───── STORED DATA ─────

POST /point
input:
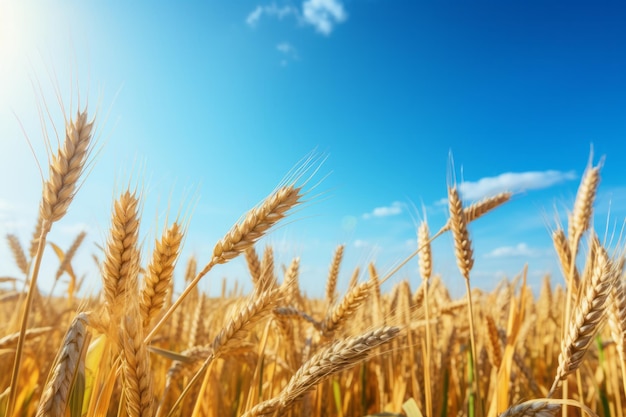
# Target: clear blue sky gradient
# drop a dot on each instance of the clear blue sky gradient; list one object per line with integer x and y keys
{"x": 207, "y": 105}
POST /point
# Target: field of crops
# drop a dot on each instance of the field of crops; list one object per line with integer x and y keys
{"x": 141, "y": 349}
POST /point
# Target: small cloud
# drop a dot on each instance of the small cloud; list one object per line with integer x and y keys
{"x": 394, "y": 209}
{"x": 361, "y": 244}
{"x": 514, "y": 182}
{"x": 270, "y": 10}
{"x": 520, "y": 249}
{"x": 323, "y": 14}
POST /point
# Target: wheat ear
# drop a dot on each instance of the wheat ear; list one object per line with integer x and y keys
{"x": 121, "y": 262}
{"x": 247, "y": 315}
{"x": 254, "y": 264}
{"x": 242, "y": 236}
{"x": 335, "y": 358}
{"x": 333, "y": 275}
{"x": 32, "y": 250}
{"x": 586, "y": 318}
{"x": 65, "y": 170}
{"x": 580, "y": 217}
{"x": 59, "y": 385}
{"x": 159, "y": 274}
{"x": 465, "y": 262}
{"x": 563, "y": 251}
{"x": 339, "y": 314}
{"x": 425, "y": 262}
{"x": 480, "y": 208}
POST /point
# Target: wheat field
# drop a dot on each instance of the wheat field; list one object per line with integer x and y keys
{"x": 139, "y": 348}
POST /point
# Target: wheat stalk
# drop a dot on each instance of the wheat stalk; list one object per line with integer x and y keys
{"x": 580, "y": 217}
{"x": 157, "y": 280}
{"x": 339, "y": 314}
{"x": 136, "y": 367}
{"x": 480, "y": 208}
{"x": 121, "y": 262}
{"x": 335, "y": 358}
{"x": 254, "y": 264}
{"x": 465, "y": 262}
{"x": 242, "y": 236}
{"x": 533, "y": 408}
{"x": 69, "y": 255}
{"x": 56, "y": 393}
{"x": 59, "y": 189}
{"x": 18, "y": 253}
{"x": 586, "y": 318}
{"x": 333, "y": 275}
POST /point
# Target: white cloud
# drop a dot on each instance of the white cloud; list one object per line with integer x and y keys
{"x": 514, "y": 182}
{"x": 394, "y": 209}
{"x": 521, "y": 249}
{"x": 361, "y": 243}
{"x": 323, "y": 15}
{"x": 270, "y": 10}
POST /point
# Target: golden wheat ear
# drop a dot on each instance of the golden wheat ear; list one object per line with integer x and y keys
{"x": 120, "y": 266}
{"x": 335, "y": 358}
{"x": 158, "y": 277}
{"x": 62, "y": 376}
{"x": 241, "y": 237}
{"x": 65, "y": 171}
{"x": 333, "y": 275}
{"x": 586, "y": 317}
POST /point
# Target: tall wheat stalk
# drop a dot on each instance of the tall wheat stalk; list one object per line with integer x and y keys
{"x": 65, "y": 170}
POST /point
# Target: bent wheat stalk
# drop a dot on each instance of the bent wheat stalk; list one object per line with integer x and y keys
{"x": 335, "y": 358}
{"x": 242, "y": 236}
{"x": 586, "y": 318}
{"x": 56, "y": 394}
{"x": 66, "y": 168}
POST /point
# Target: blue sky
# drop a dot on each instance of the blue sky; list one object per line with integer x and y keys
{"x": 207, "y": 105}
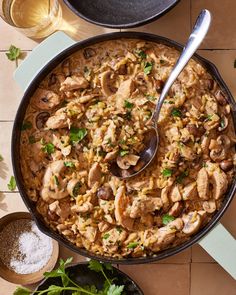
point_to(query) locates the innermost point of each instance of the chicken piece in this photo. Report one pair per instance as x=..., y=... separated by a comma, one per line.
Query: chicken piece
x=45, y=99
x=124, y=91
x=73, y=83
x=121, y=203
x=220, y=183
x=95, y=175
x=142, y=206
x=190, y=191
x=192, y=223
x=175, y=194
x=203, y=184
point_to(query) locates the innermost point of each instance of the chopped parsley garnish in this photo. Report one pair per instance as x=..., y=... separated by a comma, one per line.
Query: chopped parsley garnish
x=13, y=53
x=176, y=112
x=181, y=177
x=56, y=181
x=148, y=68
x=141, y=54
x=32, y=139
x=167, y=172
x=128, y=105
x=167, y=218
x=12, y=184
x=69, y=164
x=123, y=153
x=48, y=148
x=76, y=189
x=132, y=245
x=77, y=134
x=26, y=125
x=106, y=236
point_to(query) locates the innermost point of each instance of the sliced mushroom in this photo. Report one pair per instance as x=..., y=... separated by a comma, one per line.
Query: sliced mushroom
x=107, y=83
x=41, y=119
x=89, y=52
x=220, y=183
x=224, y=122
x=190, y=191
x=220, y=97
x=73, y=83
x=203, y=184
x=95, y=175
x=176, y=209
x=209, y=206
x=226, y=165
x=121, y=203
x=127, y=161
x=175, y=194
x=66, y=67
x=45, y=99
x=105, y=193
x=192, y=223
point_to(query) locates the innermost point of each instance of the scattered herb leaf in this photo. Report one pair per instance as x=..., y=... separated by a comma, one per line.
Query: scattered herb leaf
x=77, y=134
x=12, y=184
x=148, y=68
x=167, y=218
x=167, y=172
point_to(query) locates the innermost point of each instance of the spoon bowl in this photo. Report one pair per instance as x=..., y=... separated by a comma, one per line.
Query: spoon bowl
x=151, y=140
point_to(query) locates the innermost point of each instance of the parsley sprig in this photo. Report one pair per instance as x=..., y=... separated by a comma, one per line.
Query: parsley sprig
x=109, y=288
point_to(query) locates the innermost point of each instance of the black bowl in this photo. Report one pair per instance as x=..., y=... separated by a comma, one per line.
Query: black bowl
x=15, y=147
x=82, y=275
x=120, y=13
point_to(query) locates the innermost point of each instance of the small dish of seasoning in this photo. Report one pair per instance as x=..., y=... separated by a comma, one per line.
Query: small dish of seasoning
x=25, y=252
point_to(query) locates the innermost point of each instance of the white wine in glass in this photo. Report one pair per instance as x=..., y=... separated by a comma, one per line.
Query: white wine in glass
x=34, y=18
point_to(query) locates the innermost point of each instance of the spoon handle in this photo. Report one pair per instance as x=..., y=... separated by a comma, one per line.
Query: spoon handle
x=195, y=39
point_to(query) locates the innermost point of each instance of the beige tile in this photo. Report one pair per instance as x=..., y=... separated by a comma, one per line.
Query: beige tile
x=174, y=25
x=5, y=151
x=224, y=61
x=222, y=31
x=10, y=92
x=211, y=279
x=182, y=257
x=156, y=279
x=78, y=28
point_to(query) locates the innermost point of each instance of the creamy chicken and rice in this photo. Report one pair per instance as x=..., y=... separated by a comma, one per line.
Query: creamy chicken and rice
x=94, y=109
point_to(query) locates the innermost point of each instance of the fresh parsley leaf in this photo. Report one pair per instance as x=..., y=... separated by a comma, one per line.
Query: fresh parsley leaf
x=12, y=184
x=26, y=125
x=123, y=153
x=141, y=54
x=115, y=290
x=132, y=245
x=167, y=172
x=148, y=68
x=13, y=53
x=22, y=291
x=95, y=265
x=167, y=218
x=69, y=164
x=128, y=105
x=181, y=177
x=77, y=134
x=176, y=112
x=106, y=236
x=32, y=139
x=48, y=148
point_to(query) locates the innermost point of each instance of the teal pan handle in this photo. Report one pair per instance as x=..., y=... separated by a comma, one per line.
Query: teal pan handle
x=219, y=243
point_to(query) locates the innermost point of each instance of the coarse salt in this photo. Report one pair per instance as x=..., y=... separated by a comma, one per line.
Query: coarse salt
x=36, y=249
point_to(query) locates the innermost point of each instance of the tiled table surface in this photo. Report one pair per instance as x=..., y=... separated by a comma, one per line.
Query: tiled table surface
x=193, y=272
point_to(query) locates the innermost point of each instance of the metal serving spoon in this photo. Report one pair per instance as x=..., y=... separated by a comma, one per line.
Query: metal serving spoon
x=151, y=137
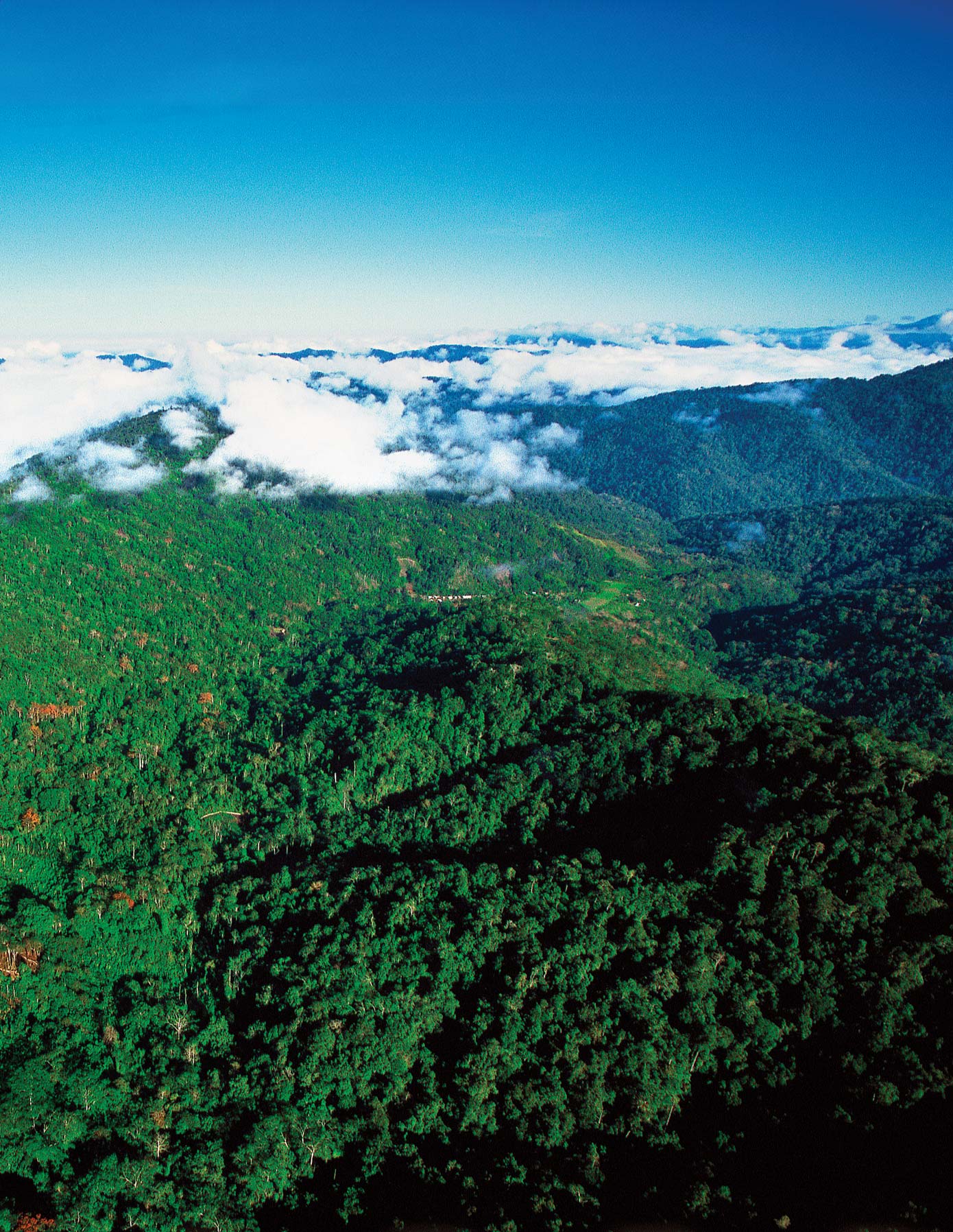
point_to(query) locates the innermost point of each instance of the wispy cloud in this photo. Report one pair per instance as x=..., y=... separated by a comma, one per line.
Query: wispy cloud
x=457, y=416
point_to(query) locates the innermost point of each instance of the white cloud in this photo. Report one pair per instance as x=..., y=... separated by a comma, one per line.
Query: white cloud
x=184, y=427
x=29, y=490
x=116, y=467
x=781, y=396
x=377, y=424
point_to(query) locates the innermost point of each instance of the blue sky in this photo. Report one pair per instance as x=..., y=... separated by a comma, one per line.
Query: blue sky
x=312, y=170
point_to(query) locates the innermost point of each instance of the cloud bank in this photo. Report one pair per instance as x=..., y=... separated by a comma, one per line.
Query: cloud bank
x=453, y=416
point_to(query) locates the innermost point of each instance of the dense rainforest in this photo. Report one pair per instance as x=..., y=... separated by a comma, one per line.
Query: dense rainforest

─────

* **EXERCISE REQUIREMENTS**:
Go through the material above and output exactly the lines from the one containing "of the wispy" through the one containing "of the cloud".

* **YOUR RESPONSE**:
point_to(query) locates the innermost point of each instance of the wispy cloud in this photo. Report one pair per instance as x=..., y=... separated by a comma, one per line.
Query: wispy cloud
x=457, y=416
point_to(query) locates the innermost point of each instance of the white cloud in this photo. Report one pair per instance as x=..., y=... separated by a comma, one per line.
Query: white cloud
x=184, y=427
x=29, y=490
x=116, y=467
x=781, y=396
x=377, y=424
point_to(query) locates the innermost point of each instance of the blue sky in this photo. Report one pair per instance as x=..., y=... separated by a comma, one per line.
Query: blue sky
x=312, y=170
point_to(query) locates the innermost point of each instance of the cloud bank in this photo. Report one pair per instance as x=..., y=... separated by a comma, one per line.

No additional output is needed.